**Exercise details**
Copy the rows below with each "black clothing" changed to "dark clothing" and everything else kept as it is. Omit the pictures from your version.

**Records supplied**
________________________________________
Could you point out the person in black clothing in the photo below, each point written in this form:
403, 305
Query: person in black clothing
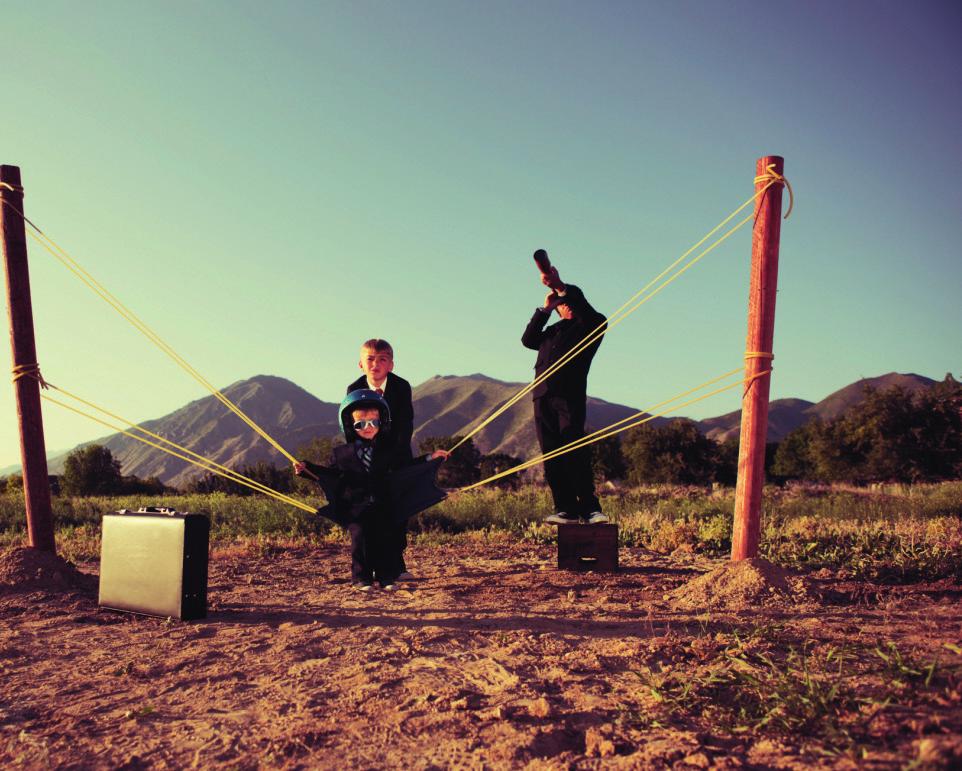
377, 362
560, 401
358, 483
________________________________________
**Answer to the task**
Could you point out the person in dark clothing in the photo below, each point written in this form:
403, 305
Query: person in dark clothing
377, 362
560, 401
358, 483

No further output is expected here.